**Stated problem**
Rewrite the records starting with the line with "the young man" and going on through the line with "x=429 y=557", replacing "camera strap" with "neck strap" and leaving everything else unchanged. Return only those lines.

**Supplied material**
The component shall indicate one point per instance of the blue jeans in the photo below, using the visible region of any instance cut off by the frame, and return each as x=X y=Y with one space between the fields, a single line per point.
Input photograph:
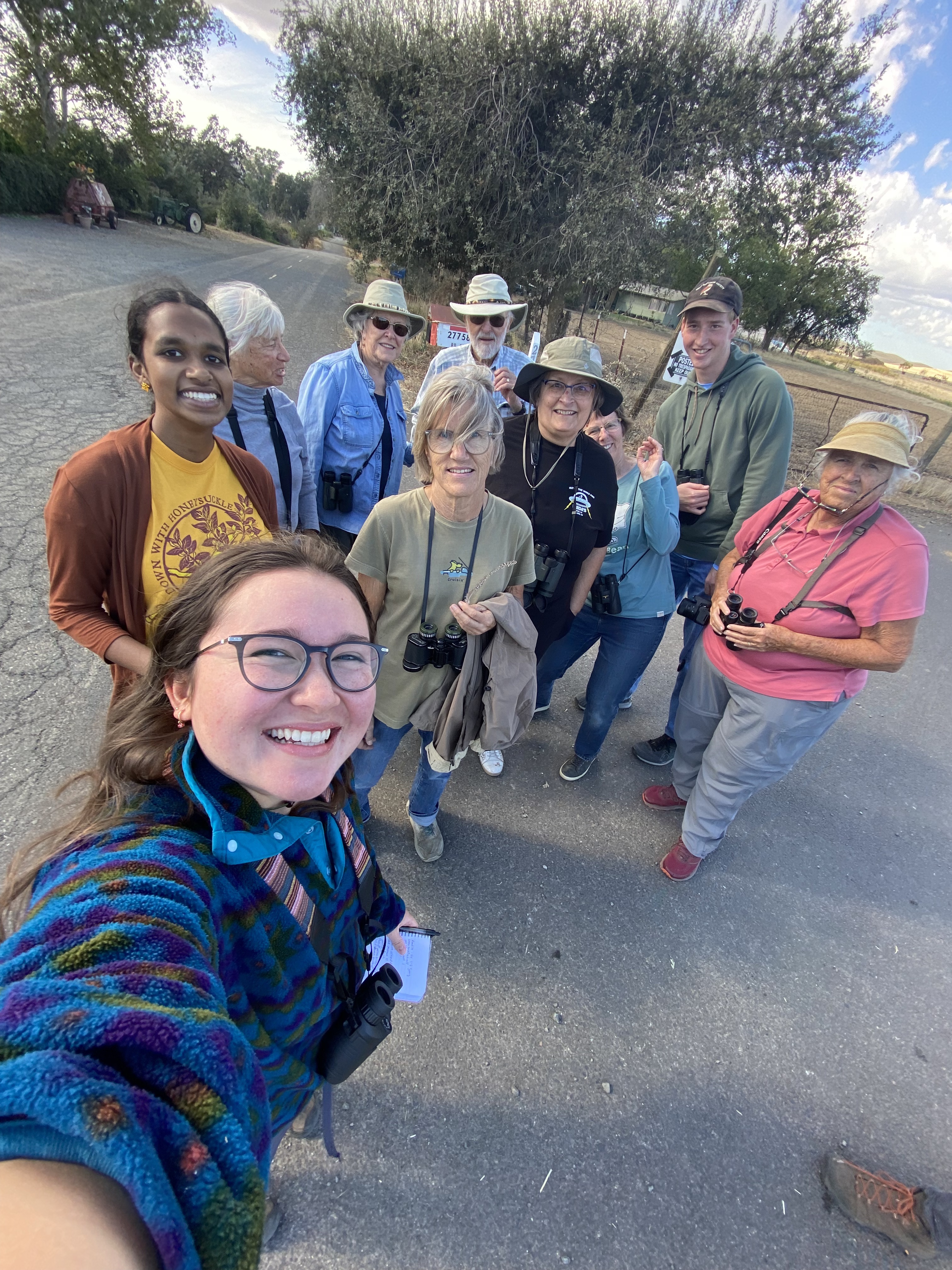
x=690 y=577
x=370 y=766
x=625 y=648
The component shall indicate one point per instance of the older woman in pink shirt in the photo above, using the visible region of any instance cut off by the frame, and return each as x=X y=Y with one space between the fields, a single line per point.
x=822 y=587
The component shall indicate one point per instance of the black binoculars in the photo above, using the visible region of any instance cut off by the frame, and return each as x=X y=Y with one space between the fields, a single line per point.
x=696 y=609
x=605 y=596
x=690 y=474
x=338 y=492
x=549 y=575
x=354 y=1037
x=423 y=648
x=738 y=616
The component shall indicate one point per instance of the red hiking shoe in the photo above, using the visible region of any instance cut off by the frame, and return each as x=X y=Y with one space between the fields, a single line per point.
x=663 y=798
x=680 y=864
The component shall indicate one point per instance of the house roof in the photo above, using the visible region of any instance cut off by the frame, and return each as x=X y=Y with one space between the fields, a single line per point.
x=645 y=289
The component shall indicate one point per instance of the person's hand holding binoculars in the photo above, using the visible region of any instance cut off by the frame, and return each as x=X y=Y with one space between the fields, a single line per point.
x=474 y=619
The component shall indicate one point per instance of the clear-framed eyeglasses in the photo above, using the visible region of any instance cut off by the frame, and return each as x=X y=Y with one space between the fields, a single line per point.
x=557 y=389
x=277 y=662
x=478 y=443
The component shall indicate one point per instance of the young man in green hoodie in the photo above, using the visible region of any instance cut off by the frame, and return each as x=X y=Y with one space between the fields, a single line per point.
x=728 y=435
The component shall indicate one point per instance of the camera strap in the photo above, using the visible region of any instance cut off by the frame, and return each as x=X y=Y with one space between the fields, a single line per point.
x=429 y=557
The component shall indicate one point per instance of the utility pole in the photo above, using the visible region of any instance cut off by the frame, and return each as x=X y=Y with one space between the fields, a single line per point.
x=669 y=348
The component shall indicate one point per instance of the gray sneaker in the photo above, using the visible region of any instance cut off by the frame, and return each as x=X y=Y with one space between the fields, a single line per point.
x=625 y=704
x=574 y=769
x=428 y=840
x=657 y=752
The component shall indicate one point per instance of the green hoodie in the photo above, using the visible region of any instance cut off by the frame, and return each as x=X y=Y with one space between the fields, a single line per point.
x=739 y=431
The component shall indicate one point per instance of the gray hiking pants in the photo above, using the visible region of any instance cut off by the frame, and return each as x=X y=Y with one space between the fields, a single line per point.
x=733 y=742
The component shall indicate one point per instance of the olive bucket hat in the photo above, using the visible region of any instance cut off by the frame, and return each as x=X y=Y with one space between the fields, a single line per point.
x=488 y=294
x=574 y=356
x=386 y=298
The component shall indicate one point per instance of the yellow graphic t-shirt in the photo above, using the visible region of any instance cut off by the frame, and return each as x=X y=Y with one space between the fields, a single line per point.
x=199 y=510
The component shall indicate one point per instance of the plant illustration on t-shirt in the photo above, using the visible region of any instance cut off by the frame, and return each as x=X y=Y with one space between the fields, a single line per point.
x=214 y=524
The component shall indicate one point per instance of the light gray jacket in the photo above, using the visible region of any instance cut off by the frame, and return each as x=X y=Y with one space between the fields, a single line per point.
x=489 y=705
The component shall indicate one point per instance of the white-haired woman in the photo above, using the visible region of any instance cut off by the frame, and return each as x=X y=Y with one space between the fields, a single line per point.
x=416 y=559
x=262 y=420
x=353 y=412
x=827 y=585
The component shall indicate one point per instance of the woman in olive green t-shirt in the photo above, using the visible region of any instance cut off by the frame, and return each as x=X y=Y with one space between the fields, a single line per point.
x=468 y=534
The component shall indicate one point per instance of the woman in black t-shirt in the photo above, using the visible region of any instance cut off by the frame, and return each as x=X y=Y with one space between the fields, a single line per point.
x=563 y=479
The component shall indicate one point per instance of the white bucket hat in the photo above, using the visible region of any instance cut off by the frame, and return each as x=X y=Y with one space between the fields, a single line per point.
x=488 y=294
x=386 y=298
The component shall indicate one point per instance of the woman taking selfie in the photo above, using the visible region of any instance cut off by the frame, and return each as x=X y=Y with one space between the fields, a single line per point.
x=631 y=599
x=196 y=930
x=134 y=515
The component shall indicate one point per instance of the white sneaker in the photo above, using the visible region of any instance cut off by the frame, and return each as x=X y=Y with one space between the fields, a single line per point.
x=492 y=763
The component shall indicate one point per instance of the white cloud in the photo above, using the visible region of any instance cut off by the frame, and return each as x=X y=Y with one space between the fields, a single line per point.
x=912 y=251
x=239 y=88
x=936 y=158
x=256 y=18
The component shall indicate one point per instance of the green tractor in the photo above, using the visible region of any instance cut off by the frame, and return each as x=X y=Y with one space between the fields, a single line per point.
x=169 y=211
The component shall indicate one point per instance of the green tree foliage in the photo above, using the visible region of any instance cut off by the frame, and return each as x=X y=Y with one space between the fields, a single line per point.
x=569 y=144
x=97 y=59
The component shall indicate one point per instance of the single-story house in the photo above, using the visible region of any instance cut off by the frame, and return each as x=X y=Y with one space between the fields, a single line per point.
x=654 y=304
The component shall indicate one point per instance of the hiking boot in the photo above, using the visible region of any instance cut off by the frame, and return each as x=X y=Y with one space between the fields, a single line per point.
x=574 y=769
x=625 y=704
x=273 y=1217
x=428 y=840
x=308 y=1122
x=680 y=864
x=492 y=763
x=657 y=752
x=879 y=1203
x=663 y=798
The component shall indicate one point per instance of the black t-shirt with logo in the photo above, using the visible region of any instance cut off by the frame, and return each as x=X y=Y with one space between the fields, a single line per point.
x=592 y=506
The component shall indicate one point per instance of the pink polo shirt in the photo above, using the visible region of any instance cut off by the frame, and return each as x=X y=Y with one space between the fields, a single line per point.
x=881 y=578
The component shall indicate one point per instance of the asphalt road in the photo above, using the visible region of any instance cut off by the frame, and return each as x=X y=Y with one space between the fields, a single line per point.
x=609 y=1071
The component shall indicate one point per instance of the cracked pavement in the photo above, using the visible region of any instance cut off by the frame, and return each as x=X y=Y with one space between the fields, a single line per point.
x=792 y=998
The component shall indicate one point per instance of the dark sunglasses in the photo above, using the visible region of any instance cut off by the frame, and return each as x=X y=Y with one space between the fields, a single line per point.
x=399 y=327
x=496 y=321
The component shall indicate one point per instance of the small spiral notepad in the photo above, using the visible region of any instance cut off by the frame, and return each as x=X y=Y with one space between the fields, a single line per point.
x=412 y=967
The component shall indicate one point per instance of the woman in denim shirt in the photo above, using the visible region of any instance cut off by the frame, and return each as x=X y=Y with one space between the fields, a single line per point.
x=353 y=413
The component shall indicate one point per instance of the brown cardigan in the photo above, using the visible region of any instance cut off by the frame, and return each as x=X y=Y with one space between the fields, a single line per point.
x=96 y=534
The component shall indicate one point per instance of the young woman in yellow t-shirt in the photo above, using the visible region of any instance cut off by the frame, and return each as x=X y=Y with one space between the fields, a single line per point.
x=133 y=516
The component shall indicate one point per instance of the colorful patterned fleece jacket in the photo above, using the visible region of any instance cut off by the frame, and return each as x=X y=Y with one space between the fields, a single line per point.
x=161 y=1008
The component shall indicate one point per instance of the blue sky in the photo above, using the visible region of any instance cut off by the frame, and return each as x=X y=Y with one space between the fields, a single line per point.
x=908 y=190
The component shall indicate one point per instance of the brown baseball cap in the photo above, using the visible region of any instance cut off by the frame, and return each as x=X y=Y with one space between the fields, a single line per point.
x=722 y=294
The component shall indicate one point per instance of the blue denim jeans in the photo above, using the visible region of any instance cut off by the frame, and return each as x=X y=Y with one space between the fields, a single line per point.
x=370 y=766
x=690 y=577
x=625 y=648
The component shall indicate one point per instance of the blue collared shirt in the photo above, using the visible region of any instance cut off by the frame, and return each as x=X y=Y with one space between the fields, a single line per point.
x=253 y=421
x=509 y=359
x=343 y=427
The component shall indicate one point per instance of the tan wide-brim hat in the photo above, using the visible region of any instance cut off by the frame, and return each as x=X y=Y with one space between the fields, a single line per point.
x=575 y=356
x=488 y=294
x=871 y=438
x=386 y=298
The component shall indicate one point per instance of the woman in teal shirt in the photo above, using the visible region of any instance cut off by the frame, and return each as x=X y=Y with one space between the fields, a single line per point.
x=634 y=592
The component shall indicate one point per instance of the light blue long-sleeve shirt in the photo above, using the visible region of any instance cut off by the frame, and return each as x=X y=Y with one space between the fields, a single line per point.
x=343 y=427
x=253 y=421
x=650 y=507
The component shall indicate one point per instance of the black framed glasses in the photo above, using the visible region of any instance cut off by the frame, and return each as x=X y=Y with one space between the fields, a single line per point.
x=558 y=389
x=493 y=319
x=276 y=662
x=400 y=328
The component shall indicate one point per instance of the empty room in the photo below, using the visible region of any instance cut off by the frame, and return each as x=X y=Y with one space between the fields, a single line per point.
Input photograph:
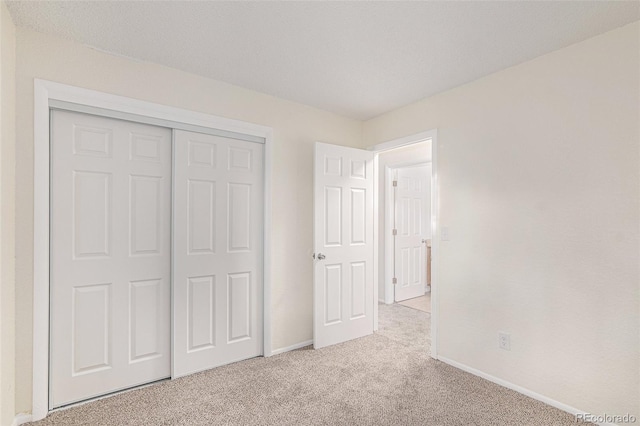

**Full solution**
The component shall indicate one point per instance of the young man in green hoodie in the photo above, using the visible region of any instance cut off by the frame, and return each as x=X y=Y with one space between the fields, a single line per point.
x=728 y=435
The component shall indicate one point per instance of the neck strap in the photo above, using the visible region of any instance cut off by the frame, and return each as x=X y=Y with one space between the fields, a single line per point.
x=429 y=557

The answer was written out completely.